## [Problem to work on]
Begin at the line below that has "Body asks for one point per instance of the black wall" and stop after the line that has "Body asks for one point per instance of the greenery". Please restate only those lines, word for word.

## [Material shown]
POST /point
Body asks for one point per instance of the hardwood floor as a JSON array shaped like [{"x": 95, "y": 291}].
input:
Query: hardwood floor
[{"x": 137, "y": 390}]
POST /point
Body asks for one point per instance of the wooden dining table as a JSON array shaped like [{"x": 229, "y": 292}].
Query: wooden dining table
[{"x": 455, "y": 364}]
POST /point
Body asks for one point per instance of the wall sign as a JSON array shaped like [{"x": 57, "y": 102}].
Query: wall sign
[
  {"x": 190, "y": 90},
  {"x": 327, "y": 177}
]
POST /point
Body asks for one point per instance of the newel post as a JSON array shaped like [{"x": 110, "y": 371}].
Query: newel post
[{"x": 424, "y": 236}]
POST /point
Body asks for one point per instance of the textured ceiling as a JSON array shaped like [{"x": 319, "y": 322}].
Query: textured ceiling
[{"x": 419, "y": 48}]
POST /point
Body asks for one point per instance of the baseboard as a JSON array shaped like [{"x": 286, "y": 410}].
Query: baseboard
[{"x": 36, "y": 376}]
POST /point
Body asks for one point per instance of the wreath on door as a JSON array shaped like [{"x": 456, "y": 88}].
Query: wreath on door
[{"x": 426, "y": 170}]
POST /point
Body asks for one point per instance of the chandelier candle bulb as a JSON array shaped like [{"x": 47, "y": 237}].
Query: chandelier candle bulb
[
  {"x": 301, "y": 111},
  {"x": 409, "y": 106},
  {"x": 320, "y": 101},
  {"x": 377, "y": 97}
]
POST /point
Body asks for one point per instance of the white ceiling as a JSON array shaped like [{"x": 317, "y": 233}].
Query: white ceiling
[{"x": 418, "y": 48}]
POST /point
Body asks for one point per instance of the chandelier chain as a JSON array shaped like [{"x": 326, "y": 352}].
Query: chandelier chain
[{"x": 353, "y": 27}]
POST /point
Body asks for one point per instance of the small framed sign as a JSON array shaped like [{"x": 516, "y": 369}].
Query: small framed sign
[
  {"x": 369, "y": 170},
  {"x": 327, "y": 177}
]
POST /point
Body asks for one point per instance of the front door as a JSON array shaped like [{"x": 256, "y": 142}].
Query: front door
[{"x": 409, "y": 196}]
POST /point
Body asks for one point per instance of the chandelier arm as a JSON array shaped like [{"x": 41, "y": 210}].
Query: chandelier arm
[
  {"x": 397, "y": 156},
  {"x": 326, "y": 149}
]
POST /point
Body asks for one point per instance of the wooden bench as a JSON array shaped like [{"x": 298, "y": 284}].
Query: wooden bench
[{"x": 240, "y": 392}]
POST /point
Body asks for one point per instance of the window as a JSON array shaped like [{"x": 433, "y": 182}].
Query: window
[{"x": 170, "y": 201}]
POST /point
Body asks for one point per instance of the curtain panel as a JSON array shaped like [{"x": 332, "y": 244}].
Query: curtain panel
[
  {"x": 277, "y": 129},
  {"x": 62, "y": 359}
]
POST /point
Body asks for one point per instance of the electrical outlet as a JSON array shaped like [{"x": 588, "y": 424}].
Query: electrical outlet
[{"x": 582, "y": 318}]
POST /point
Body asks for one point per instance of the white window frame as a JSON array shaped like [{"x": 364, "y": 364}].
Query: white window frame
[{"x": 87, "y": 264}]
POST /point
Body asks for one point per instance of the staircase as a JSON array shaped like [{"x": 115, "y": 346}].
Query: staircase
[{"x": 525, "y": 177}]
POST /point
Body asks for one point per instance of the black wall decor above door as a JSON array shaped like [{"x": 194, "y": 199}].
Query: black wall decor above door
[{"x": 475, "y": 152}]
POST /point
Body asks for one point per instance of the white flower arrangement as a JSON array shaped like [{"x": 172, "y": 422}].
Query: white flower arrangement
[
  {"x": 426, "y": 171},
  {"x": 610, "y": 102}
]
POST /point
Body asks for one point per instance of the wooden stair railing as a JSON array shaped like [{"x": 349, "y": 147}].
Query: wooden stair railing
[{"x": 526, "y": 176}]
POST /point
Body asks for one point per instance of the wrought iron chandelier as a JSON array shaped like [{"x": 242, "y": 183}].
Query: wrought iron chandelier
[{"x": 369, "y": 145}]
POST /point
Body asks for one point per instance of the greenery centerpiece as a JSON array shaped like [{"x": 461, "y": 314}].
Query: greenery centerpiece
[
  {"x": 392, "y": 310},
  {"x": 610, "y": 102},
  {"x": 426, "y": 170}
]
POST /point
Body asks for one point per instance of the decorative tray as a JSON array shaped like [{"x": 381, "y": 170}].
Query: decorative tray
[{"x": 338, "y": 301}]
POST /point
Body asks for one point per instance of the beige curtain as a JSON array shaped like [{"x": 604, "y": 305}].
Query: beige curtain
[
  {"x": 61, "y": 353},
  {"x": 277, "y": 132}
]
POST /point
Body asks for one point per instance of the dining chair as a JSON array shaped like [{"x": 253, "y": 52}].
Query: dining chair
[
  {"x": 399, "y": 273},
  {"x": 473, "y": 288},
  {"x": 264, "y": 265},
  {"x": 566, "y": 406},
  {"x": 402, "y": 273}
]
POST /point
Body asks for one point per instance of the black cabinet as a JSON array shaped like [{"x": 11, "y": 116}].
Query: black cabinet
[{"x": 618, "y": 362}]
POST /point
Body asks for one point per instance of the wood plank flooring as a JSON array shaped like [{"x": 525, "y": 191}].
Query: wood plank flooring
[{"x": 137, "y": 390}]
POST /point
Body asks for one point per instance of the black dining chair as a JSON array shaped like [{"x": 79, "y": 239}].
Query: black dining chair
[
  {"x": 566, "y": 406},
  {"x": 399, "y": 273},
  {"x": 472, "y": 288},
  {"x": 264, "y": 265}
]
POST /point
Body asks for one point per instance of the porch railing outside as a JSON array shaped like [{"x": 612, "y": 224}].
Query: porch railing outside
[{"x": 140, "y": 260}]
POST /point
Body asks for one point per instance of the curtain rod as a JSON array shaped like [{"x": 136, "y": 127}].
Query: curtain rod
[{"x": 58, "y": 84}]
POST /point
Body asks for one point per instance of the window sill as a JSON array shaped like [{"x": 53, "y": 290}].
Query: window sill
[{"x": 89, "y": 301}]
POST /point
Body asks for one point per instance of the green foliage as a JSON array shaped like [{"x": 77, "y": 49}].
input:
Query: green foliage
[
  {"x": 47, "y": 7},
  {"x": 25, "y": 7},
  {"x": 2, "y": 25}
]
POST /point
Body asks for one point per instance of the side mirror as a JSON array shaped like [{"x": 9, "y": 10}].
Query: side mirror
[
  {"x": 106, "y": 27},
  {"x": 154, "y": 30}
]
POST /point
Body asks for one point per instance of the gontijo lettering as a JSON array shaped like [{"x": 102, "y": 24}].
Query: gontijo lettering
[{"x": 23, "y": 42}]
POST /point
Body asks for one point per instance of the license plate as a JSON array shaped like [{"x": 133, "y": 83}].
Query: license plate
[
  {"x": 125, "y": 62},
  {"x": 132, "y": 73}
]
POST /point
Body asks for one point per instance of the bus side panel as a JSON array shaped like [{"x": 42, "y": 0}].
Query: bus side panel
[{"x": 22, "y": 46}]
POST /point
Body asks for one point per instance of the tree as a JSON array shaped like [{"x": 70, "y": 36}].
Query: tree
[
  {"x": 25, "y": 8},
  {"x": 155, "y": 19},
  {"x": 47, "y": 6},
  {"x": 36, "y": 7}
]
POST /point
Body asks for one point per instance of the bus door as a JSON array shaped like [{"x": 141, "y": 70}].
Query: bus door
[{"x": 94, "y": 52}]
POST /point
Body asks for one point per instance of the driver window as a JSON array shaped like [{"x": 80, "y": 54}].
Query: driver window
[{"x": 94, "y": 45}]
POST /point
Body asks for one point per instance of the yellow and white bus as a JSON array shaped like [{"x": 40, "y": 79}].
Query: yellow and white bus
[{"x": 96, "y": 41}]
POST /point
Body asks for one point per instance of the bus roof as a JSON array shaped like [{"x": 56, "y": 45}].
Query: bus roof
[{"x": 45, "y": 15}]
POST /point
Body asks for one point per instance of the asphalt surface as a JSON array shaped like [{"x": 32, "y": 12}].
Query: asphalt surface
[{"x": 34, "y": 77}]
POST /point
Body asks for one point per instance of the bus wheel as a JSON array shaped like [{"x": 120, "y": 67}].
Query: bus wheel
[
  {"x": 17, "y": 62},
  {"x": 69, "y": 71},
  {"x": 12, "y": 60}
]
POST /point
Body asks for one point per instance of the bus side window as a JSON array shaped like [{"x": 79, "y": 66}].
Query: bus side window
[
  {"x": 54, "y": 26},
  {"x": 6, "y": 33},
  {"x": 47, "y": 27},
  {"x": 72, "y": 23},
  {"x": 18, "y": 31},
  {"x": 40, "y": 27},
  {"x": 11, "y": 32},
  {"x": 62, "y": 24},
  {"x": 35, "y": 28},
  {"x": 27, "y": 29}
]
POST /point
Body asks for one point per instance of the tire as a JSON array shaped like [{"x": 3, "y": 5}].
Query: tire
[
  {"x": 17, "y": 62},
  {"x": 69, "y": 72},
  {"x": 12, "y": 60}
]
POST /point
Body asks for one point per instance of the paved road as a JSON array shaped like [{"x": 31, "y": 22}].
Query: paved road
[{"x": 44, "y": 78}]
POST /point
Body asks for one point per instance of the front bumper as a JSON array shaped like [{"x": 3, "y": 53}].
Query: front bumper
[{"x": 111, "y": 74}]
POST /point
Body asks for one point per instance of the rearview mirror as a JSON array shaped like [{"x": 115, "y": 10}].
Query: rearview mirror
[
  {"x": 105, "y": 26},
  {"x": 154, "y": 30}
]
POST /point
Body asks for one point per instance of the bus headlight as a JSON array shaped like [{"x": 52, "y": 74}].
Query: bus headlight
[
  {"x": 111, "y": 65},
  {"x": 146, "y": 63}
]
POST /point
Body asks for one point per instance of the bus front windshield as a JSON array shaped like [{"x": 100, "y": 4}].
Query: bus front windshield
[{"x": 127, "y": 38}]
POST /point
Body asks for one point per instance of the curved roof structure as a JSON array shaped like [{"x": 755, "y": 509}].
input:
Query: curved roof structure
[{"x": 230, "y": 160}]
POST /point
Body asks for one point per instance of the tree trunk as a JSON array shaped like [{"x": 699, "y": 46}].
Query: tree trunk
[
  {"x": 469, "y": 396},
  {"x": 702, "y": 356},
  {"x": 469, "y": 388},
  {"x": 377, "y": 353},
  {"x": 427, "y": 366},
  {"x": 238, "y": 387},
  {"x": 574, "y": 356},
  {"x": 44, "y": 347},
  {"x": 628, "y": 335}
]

## [Answer to this task]
Body asks for one point per instance of the black wall decor above door as a JSON array shaped like [{"x": 194, "y": 199}].
Query: black wall decor above door
[{"x": 475, "y": 152}]
POST /point
Body asks for one point per instance of the white flower arrangement as a JSON array shaped like [{"x": 172, "y": 422}].
Query: white flower arrangement
[
  {"x": 426, "y": 171},
  {"x": 610, "y": 102}
]
POST /point
Body asks for one point per instance of the wooden stair railing as a JSON array shaped like [{"x": 349, "y": 147}].
Query: wooden stair railing
[{"x": 526, "y": 176}]
POST /point
Body asks for one point per instance of the wrought iron chandelier as a JSON array shaped like [{"x": 242, "y": 183}].
Query: wrought iron chandelier
[{"x": 369, "y": 145}]
POST /point
Body asks for one point per instance of the greenery centerpiece as a JSON array shaped like [{"x": 461, "y": 314}].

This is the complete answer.